Data items:

━━━━━━━━━━

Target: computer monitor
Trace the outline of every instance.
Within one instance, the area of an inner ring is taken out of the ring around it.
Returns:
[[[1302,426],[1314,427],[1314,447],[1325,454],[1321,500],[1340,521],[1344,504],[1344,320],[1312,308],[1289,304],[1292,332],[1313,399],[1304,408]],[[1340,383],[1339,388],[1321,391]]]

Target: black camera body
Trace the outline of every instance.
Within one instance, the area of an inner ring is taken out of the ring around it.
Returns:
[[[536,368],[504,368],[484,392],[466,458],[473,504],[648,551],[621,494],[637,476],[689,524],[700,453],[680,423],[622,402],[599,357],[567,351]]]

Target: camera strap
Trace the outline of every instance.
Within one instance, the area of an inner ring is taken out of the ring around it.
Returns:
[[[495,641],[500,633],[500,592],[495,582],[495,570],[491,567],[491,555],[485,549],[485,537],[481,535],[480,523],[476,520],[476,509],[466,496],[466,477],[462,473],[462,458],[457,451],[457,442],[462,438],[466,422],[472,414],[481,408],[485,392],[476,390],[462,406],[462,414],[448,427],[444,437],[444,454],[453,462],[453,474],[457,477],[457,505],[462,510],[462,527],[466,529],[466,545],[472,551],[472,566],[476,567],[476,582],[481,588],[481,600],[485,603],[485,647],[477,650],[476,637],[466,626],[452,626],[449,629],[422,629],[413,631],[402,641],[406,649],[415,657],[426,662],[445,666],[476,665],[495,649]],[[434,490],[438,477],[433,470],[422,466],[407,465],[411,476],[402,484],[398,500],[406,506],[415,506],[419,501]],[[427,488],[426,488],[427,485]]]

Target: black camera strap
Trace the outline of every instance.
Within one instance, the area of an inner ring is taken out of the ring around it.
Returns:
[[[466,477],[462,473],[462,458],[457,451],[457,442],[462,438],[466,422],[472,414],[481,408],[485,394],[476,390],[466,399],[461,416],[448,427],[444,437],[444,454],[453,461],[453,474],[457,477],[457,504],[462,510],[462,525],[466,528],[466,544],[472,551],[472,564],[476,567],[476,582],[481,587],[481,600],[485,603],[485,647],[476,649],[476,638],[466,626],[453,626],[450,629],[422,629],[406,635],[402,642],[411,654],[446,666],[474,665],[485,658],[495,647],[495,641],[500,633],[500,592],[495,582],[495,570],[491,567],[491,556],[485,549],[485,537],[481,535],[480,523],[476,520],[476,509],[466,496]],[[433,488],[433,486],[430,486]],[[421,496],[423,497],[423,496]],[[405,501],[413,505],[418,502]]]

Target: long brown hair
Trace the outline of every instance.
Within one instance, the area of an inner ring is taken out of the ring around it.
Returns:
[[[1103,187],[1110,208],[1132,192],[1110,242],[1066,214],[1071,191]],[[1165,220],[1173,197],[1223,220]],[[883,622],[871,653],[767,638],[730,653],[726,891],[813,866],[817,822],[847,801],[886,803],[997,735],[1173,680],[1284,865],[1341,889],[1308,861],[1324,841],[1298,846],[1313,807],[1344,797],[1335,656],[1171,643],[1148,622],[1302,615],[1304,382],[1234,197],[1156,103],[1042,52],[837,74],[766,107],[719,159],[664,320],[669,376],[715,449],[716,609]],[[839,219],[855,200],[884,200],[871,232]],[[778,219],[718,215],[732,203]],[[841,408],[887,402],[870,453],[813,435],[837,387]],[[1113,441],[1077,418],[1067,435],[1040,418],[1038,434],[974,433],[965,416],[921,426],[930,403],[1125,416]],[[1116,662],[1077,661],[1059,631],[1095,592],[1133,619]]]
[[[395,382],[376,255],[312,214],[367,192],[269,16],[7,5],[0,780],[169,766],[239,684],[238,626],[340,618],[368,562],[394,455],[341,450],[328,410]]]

━━━━━━━━━━

What to produce: Print the records above exactly as they appear.

Output of the task:
Target: computer monitor
Trace the outline of every instance.
Within one instance, the area of an inner ring is taken out of the ring around it.
Returns:
[[[1302,426],[1314,427],[1314,447],[1325,454],[1321,500],[1340,521],[1344,504],[1344,320],[1312,308],[1289,304],[1292,332],[1313,399],[1304,408]],[[1340,383],[1339,388],[1321,391]]]

Target: black camera body
Trace the outline of every instance.
Within one instance, the area of an inner ring is taken out of the ring around it.
Returns:
[[[536,368],[504,368],[484,392],[466,458],[473,504],[648,551],[621,494],[637,476],[689,524],[700,453],[680,423],[622,402],[599,357],[567,351]]]

Target: camera strap
Trace the outline of every instance.
Within one instance, the area of an inner ring is taken out of the ring around it.
Returns:
[[[495,641],[500,633],[500,592],[495,582],[495,570],[491,567],[491,555],[485,549],[485,537],[481,535],[480,523],[476,520],[476,509],[466,496],[466,477],[462,473],[462,458],[457,451],[457,442],[462,438],[466,422],[472,414],[481,408],[485,392],[476,390],[462,406],[462,414],[448,427],[444,437],[444,454],[453,462],[453,474],[457,477],[457,505],[462,510],[462,527],[466,529],[466,545],[472,551],[472,566],[476,567],[476,582],[481,588],[481,600],[485,603],[485,647],[477,650],[476,637],[466,626],[452,626],[449,629],[422,629],[413,631],[402,641],[406,649],[415,657],[426,662],[445,666],[476,665],[495,649]],[[434,490],[438,477],[433,470],[422,466],[407,465],[411,476],[402,484],[398,500],[406,506],[415,506],[419,501]],[[427,488],[426,488],[427,485]]]

Target: black camera strap
Trace the outline of every instance.
Within one instance, the area of an inner ring is taken out of the ring around it.
Returns:
[[[466,477],[462,473],[462,458],[457,451],[457,442],[462,438],[466,422],[472,414],[481,408],[485,394],[476,390],[466,399],[461,416],[448,427],[444,437],[444,454],[453,461],[453,474],[457,477],[457,504],[462,510],[462,525],[466,528],[466,544],[472,551],[472,564],[476,567],[476,582],[481,587],[481,600],[485,603],[485,647],[476,649],[476,638],[466,626],[453,626],[450,629],[422,629],[406,635],[402,642],[411,654],[446,666],[474,665],[485,658],[495,647],[495,641],[500,633],[500,592],[495,582],[495,570],[491,567],[491,556],[485,549],[485,537],[481,535],[480,523],[476,520],[476,509],[466,496]],[[433,488],[433,486],[430,486]],[[421,496],[423,497],[423,496]],[[405,501],[413,505],[418,502]]]

Target: long brown hair
Trace the outline of every instance.
Within one instance, the area of an inner ring is taken out of the ring around it.
Returns:
[[[1103,187],[1110,208],[1132,192],[1110,242],[1066,214],[1071,191]],[[1165,220],[1173,197],[1223,220]],[[883,622],[871,653],[767,638],[730,653],[726,891],[813,866],[817,822],[847,801],[886,803],[997,735],[1173,680],[1284,865],[1341,889],[1308,861],[1324,841],[1298,846],[1313,807],[1344,797],[1335,656],[1171,643],[1148,622],[1302,615],[1304,382],[1234,197],[1156,103],[1042,52],[837,74],[766,107],[719,159],[664,320],[669,376],[715,449],[716,609]],[[839,219],[855,200],[884,200],[871,232]],[[778,219],[718,215],[732,203]],[[841,408],[887,402],[870,453],[813,435],[837,387]],[[1113,441],[1077,418],[1067,435],[1040,418],[1038,434],[974,433],[965,416],[921,426],[930,403],[1125,416]],[[1116,662],[1077,661],[1059,631],[1095,592],[1133,619]]]
[[[395,382],[376,255],[312,214],[367,192],[269,16],[7,5],[0,780],[169,766],[239,684],[238,626],[340,618],[368,562],[394,455],[341,450],[328,410]]]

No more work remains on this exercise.